#### STATED GOAL
Rescale the part of the material that opens with the line containing "The pointer SHOULD return, for each instance of the fingernail" and closes with the line containing "[[122, 145], [90, 139], [104, 157], [97, 144]]", giving back every line in it. Multiply each coordinate in the answers by 2.05 and round to whole numbers with halves rounded up, and leave all other text unchanged.

#### Object pointing dataset rows
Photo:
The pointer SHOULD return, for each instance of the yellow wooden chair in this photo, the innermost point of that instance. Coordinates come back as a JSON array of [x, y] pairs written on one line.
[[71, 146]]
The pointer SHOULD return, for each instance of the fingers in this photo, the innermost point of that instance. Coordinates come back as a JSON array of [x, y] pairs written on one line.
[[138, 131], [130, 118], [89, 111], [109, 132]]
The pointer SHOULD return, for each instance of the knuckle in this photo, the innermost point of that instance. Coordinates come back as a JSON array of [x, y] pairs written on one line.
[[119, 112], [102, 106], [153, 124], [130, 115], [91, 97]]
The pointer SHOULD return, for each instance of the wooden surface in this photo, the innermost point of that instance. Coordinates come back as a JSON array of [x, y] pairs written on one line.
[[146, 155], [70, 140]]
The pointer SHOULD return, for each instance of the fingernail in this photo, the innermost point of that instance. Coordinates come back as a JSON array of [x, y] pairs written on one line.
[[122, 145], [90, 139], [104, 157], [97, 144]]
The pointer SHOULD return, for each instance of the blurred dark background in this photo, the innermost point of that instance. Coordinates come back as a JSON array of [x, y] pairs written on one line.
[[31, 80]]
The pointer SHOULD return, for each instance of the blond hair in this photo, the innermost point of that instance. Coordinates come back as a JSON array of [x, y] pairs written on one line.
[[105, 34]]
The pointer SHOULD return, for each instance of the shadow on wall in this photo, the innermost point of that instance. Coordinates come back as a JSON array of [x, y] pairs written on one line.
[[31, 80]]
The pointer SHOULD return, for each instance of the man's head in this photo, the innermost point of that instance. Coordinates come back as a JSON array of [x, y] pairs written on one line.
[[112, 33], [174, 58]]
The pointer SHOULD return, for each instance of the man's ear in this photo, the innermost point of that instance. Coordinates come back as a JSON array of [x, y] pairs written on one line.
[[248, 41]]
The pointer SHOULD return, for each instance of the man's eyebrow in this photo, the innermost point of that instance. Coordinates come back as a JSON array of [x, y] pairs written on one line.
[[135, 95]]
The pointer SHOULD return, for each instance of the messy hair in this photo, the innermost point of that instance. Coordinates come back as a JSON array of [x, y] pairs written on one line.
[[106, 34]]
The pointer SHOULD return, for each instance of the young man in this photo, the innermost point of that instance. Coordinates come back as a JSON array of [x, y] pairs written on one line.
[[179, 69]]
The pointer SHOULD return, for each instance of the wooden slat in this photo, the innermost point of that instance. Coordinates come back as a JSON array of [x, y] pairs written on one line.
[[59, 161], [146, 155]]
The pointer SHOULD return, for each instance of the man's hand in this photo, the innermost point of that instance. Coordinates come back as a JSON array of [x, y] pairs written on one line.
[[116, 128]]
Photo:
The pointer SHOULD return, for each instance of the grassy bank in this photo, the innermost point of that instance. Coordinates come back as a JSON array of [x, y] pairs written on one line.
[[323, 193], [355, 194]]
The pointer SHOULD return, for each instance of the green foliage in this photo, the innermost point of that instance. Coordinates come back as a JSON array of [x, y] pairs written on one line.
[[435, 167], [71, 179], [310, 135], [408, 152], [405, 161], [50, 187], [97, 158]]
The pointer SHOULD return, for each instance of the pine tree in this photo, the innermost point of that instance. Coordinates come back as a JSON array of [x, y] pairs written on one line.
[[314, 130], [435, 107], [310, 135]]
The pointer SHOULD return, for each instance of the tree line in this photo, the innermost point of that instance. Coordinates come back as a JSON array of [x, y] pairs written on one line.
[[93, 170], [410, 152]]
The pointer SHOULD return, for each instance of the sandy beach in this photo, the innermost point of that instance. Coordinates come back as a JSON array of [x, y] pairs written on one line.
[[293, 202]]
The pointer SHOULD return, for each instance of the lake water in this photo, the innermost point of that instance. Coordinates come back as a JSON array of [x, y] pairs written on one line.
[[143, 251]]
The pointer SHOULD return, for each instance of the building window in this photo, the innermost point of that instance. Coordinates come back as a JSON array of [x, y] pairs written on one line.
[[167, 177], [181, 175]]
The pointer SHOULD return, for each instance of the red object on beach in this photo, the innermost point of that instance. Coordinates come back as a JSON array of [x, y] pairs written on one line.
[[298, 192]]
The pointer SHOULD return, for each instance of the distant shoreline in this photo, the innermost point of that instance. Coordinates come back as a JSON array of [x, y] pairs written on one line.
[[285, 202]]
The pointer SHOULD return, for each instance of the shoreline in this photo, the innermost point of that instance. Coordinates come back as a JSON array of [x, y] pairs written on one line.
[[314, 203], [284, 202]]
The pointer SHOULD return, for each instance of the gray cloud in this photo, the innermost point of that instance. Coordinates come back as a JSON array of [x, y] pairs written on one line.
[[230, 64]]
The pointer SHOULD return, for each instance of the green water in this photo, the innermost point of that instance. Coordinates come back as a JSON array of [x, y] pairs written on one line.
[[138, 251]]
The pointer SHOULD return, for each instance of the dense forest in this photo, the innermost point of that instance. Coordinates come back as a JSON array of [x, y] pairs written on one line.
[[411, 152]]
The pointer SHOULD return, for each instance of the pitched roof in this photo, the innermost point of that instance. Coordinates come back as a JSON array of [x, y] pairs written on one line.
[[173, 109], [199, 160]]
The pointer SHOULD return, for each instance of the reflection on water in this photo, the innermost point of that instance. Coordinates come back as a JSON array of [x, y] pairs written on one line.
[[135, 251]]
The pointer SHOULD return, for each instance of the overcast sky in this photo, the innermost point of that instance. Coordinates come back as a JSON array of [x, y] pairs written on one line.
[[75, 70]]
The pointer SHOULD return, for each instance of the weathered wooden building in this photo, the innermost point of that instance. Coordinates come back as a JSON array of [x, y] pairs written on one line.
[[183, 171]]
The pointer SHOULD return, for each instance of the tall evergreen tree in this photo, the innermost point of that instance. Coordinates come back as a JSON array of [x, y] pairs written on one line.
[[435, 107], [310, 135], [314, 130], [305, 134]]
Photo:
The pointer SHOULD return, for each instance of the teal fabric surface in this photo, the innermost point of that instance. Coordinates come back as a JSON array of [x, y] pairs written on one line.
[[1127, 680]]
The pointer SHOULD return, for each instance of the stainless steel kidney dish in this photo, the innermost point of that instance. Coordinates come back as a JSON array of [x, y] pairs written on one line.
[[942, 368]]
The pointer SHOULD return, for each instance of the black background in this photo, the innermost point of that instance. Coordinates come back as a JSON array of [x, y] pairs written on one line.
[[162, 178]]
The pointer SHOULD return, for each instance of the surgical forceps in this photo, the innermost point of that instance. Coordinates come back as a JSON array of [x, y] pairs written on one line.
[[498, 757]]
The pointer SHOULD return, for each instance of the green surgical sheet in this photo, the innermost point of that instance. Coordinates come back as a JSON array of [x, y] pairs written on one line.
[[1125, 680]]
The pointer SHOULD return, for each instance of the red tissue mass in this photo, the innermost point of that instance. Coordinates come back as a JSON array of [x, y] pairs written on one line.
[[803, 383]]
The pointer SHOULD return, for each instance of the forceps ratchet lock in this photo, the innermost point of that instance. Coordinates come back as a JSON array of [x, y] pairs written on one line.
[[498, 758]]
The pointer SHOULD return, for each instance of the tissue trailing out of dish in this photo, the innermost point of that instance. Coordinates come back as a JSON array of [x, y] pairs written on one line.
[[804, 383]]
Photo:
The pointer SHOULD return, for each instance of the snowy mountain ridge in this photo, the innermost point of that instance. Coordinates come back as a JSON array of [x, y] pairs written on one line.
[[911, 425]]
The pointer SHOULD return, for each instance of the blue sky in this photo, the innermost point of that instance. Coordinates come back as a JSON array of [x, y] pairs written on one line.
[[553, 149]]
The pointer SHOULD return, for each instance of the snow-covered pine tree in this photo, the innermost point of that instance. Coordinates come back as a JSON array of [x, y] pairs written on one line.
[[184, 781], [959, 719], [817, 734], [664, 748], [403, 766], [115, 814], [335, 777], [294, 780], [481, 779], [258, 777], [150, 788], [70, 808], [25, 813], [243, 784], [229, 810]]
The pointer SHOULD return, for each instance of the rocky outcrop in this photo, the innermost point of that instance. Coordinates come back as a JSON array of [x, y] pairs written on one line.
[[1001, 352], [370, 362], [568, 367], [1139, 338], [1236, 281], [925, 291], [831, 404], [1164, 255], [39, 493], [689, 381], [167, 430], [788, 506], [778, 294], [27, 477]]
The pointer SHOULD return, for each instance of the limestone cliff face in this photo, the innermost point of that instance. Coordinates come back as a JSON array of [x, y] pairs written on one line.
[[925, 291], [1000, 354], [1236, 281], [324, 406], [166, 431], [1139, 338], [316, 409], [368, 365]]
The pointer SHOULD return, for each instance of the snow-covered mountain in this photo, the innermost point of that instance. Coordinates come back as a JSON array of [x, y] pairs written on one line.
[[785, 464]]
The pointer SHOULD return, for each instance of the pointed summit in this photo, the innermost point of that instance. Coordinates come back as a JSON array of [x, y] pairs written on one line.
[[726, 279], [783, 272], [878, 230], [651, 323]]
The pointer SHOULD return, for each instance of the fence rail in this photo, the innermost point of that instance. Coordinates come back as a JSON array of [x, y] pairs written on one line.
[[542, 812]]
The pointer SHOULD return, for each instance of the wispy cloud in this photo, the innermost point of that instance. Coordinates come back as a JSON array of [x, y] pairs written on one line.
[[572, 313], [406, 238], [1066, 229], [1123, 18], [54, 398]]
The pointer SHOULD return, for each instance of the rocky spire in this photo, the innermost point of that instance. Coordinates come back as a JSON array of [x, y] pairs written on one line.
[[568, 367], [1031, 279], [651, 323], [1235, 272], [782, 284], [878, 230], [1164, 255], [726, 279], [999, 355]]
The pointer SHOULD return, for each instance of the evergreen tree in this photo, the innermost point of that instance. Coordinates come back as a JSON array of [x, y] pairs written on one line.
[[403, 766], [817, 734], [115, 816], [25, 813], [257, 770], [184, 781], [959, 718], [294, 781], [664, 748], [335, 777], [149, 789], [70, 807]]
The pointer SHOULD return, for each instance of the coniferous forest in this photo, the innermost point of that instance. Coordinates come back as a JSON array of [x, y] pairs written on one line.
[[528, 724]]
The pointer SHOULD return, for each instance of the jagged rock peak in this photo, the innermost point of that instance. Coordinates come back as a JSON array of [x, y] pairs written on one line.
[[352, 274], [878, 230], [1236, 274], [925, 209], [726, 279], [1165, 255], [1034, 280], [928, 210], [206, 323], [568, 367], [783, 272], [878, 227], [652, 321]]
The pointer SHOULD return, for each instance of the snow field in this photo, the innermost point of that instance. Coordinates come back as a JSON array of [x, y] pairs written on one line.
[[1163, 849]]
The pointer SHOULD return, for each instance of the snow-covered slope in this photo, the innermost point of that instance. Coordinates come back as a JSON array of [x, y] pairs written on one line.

#### OUTPUT BELOW
The pointer SHOULD return, for each instance of the fingernail in this photo, the innermost point of that instance. Coordinates come back as a JSON array of [x, y] pairs written on one line.
[[250, 297], [185, 285], [213, 322], [199, 295]]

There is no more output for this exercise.